**Exercise:**
From the line that has "Target: wooden armrest" down to the final line of the listing below, transcribe every line exactly, and only those.

[Point placement records]
····················
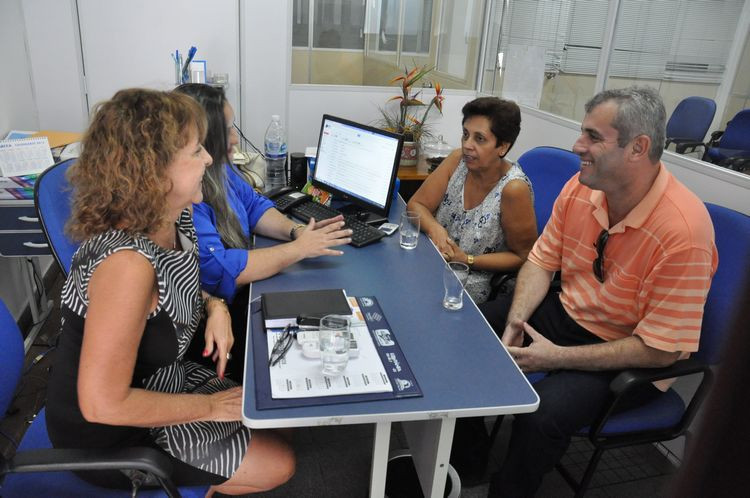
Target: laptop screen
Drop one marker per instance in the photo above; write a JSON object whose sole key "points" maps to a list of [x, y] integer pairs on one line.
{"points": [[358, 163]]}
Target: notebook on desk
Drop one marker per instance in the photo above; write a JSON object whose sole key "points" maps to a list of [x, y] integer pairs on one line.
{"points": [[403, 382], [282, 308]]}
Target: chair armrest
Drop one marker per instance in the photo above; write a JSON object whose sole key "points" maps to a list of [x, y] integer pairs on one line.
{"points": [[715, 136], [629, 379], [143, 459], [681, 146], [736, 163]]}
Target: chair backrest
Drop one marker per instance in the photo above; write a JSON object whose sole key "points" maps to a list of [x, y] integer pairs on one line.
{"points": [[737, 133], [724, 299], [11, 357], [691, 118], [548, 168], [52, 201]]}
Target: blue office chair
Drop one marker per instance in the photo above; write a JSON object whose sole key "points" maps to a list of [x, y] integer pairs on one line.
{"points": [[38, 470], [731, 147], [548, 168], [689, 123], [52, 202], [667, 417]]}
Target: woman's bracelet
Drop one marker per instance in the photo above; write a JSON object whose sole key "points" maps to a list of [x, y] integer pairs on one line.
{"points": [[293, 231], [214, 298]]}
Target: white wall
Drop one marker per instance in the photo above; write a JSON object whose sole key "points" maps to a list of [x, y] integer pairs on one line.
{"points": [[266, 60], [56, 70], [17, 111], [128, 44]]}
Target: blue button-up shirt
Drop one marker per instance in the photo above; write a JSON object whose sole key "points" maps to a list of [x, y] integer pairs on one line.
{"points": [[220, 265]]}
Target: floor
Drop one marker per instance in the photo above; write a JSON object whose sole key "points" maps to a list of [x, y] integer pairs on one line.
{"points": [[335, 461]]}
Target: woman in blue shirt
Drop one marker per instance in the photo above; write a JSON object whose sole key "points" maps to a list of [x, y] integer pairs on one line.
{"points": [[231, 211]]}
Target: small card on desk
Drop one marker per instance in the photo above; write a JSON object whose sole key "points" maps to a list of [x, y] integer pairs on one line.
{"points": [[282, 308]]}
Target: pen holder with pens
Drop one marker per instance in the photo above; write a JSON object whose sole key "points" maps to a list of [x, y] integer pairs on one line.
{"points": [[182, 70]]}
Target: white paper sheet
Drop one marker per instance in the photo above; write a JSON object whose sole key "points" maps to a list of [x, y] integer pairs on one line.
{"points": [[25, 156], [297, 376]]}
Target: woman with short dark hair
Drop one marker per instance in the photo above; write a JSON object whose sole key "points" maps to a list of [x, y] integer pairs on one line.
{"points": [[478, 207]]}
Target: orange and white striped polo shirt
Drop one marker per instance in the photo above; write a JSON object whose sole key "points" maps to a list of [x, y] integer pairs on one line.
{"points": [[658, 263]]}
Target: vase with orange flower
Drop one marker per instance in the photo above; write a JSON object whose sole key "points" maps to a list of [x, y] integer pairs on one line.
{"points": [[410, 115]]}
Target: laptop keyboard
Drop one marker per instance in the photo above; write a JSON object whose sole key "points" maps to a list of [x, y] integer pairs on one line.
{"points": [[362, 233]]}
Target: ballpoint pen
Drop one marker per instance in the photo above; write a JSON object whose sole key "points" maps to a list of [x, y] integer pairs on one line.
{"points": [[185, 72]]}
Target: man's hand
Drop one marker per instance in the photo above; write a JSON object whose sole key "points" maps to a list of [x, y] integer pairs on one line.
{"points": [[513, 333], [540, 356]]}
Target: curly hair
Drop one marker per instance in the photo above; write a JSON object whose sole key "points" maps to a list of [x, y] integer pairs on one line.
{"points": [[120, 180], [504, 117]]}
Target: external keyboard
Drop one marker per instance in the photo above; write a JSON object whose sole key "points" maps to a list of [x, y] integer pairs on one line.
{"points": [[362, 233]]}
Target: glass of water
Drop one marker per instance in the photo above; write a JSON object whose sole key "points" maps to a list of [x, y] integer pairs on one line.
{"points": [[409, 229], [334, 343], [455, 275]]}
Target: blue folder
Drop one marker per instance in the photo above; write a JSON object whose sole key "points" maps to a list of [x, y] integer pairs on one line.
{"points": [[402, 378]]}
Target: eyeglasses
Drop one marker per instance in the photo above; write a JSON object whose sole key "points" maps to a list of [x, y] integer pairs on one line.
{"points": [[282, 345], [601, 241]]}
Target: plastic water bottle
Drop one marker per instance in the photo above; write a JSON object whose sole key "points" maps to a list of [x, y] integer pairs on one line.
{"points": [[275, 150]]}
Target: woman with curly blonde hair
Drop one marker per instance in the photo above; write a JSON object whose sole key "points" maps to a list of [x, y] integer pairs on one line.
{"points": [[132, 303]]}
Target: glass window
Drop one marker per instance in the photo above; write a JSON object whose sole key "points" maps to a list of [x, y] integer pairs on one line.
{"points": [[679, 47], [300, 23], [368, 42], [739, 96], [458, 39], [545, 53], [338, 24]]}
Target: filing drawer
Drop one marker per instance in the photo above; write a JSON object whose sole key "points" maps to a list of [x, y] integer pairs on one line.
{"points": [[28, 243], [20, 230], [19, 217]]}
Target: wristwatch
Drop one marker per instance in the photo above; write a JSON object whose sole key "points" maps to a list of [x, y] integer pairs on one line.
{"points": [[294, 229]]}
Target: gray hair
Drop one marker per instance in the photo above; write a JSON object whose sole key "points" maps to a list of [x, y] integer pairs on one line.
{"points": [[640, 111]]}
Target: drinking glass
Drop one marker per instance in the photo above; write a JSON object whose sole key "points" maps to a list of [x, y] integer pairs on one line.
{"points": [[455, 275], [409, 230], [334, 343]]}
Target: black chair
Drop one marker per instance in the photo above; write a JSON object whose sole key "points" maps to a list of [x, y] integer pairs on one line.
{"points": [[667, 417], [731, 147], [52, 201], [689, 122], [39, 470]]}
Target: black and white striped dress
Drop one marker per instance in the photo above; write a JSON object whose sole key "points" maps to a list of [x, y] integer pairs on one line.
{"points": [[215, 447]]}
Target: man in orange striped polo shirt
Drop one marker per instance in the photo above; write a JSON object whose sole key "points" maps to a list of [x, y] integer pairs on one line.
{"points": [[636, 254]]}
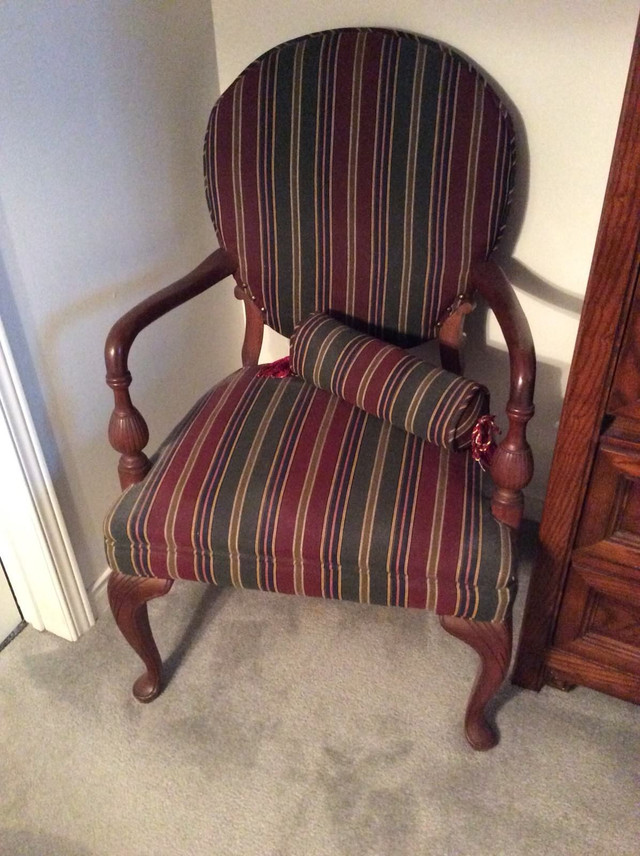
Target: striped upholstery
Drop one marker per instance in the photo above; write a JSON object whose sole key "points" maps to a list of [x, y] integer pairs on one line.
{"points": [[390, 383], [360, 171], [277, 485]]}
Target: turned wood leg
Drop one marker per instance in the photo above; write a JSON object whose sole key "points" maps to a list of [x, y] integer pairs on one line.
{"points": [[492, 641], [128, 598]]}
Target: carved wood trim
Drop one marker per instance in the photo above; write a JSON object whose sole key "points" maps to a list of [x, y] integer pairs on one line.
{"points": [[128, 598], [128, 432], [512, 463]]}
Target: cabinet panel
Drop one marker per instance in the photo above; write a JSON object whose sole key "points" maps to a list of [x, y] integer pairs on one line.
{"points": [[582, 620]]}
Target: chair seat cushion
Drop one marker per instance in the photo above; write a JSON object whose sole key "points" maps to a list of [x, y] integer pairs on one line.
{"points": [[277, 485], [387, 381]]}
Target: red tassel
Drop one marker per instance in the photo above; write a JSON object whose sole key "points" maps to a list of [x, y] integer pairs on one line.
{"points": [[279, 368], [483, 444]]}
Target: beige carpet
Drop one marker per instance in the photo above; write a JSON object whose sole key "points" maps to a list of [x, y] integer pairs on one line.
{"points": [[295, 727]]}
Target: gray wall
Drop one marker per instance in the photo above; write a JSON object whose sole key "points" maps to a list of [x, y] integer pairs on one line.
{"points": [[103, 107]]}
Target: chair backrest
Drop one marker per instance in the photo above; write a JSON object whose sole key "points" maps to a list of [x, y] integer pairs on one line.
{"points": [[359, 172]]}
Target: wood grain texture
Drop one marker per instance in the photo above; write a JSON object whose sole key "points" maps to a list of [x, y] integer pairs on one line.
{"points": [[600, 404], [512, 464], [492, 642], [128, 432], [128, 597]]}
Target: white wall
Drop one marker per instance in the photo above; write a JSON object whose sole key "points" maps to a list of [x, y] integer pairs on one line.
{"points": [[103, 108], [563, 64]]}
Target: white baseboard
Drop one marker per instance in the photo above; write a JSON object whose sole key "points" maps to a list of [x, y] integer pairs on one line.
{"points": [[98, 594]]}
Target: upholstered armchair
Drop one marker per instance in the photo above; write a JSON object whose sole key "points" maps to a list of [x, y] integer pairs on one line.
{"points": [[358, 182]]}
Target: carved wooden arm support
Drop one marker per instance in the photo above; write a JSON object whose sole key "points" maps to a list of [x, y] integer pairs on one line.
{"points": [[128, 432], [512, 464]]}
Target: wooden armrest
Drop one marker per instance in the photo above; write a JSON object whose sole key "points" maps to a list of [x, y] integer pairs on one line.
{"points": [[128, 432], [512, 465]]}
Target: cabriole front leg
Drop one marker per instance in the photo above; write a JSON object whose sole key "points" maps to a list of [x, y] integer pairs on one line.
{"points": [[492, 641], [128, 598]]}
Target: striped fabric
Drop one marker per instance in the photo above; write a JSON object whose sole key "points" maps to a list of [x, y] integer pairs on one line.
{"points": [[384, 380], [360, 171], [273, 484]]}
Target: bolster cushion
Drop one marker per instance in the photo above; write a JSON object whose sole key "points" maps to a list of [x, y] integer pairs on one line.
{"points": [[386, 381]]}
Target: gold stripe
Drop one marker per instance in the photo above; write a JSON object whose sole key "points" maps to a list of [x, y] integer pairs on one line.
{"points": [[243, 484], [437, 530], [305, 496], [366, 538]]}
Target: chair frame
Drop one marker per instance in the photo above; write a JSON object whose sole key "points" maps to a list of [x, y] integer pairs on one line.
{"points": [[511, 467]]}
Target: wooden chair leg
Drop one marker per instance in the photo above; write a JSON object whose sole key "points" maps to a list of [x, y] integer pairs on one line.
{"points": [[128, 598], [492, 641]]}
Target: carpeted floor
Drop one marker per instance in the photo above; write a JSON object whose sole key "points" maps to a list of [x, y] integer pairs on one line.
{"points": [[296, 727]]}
····················
**Correct result:**
Target: wooden armrest
Drop one marker per instance in the photo above; write a JSON object whose sole key "points" maps to a list of [x, y] integer pairs on one line.
{"points": [[128, 432], [512, 465]]}
Target: cabriole front leg
Drop one marker per instance in the photo above; write a JSON object whose sole key "points" maps to a list of [x, y] integer pairs on one line.
{"points": [[492, 641], [128, 598]]}
Target: striped fabric
Drop one marker per instance in the photo above; write a JSON object whose sole key "points" maps to a list of [x, y] integer pairs on one line.
{"points": [[384, 380], [360, 171], [273, 484]]}
Target: bolster cushion
Drop one marker per instance in the photo above; write a JSON object whose sole key "points" maps to a list of [x, y] integer pairs on one line.
{"points": [[386, 381]]}
Target: gold stripe
Drop one marker per instance in the photo above; write a JSON object whose sole key "points" maps to a list of [x, y] integer pairs on one line.
{"points": [[243, 484], [437, 530], [305, 496], [366, 538]]}
Target: chair frame
Drop one marker per instance in the photo above; write a JSON object whose sole key "points" maps to a list of [x, y] integer pairs on one line.
{"points": [[511, 467]]}
Target: wooden chair leg
Drop one marker per instance in the photo above; write a JSON object whose sole key "points" maps to a list of [x, y] integer pairs on one line.
{"points": [[128, 598], [492, 641]]}
Target: carpeted floor
Drop one marker per instance in the photo above; write a JSON object whose sole key "points" maps to a list of [x, y] integer pairs on one line.
{"points": [[296, 727]]}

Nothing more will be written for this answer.